Given data:
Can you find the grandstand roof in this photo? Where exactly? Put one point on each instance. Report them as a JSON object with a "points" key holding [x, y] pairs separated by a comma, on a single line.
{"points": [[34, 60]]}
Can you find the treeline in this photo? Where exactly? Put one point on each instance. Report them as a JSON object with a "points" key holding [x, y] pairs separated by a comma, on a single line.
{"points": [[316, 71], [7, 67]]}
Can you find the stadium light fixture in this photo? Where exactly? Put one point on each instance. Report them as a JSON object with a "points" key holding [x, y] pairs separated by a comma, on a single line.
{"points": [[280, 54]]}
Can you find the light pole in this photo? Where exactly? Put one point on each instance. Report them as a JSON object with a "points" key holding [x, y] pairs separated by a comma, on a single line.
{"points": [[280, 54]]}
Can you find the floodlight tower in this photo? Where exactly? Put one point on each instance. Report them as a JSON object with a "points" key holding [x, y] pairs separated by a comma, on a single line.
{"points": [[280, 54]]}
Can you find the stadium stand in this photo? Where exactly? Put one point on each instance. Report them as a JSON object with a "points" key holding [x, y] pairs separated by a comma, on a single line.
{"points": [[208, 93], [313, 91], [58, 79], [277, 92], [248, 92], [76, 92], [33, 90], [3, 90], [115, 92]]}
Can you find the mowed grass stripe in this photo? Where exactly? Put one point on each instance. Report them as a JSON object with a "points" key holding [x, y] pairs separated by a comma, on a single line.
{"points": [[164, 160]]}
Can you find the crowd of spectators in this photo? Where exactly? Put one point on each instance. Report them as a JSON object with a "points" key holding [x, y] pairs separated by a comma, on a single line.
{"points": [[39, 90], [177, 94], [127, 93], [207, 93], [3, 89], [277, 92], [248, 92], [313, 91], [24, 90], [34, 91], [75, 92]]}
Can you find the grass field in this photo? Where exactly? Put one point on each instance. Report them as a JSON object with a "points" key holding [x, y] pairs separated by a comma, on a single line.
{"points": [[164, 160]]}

Problem details: All entries are to be printed once more, exactly as given.

Exercise result:
Can you find the grandstand roof in this photo? Where exactly? Put one point on each instance. Report them as a JSON object with a "points" key holding [x, y] pairs separated by a comma, on a single line.
{"points": [[34, 60]]}
Can you find the treeline in this photo? Where exactly? Put one point on each instance. Report them as a JSON object with a "points" key holding [x, y] pairs separated by a comma, on a single line.
{"points": [[316, 71], [7, 67]]}
Can you find the stadium light fixture in this photo? Where exactly? Put one point on each instance. Report them as a JSON object with a "points" key holding [x, y] pairs separated by a comma, on a single line.
{"points": [[280, 54]]}
Can you find the light pole in this photo? Where exactly? Put one point on each instance. Report them as a JSON object with a "points" key holding [x, y] pairs separated by a comma, on a single line.
{"points": [[280, 54]]}
Can you find the floodlight tower in this photo? Where exactly? Put one point on each instance. Report them as a JSON object with a "points" key holding [x, y] pairs separated by a comma, on a single line.
{"points": [[280, 54]]}
Can you find the stadium stand in this photo? Where exactly? Put one point on each instance. Report them as a JSON object with a "points" key holding [x, y] pairs separated by a comma, on a single line.
{"points": [[208, 93], [313, 91], [58, 79], [277, 92], [248, 92], [76, 92], [33, 90], [3, 90], [115, 92]]}
Can you find the mowed grass stripe in this photo? Where exactly? Put one point on each instance. Report them as a JSON object with a "points" key holding [x, y] pairs separated by a comma, on a single line.
{"points": [[164, 160]]}
Can you find the crowd of spectators in this photo? Where exactly? Put one point on each instance. Report them as a JSON object with a "points" key holding [x, y] pairs separated by a comma, on a single line.
{"points": [[39, 90], [177, 94], [127, 93], [207, 93], [3, 89], [277, 92], [248, 92], [313, 91], [24, 90], [34, 91], [75, 92]]}
Can you find the grass field in this photo? Where exactly? Put one point on each instance. Report them as a JSON object with a "points" key holding [x, y] pairs separated by a comma, on a single line.
{"points": [[164, 160]]}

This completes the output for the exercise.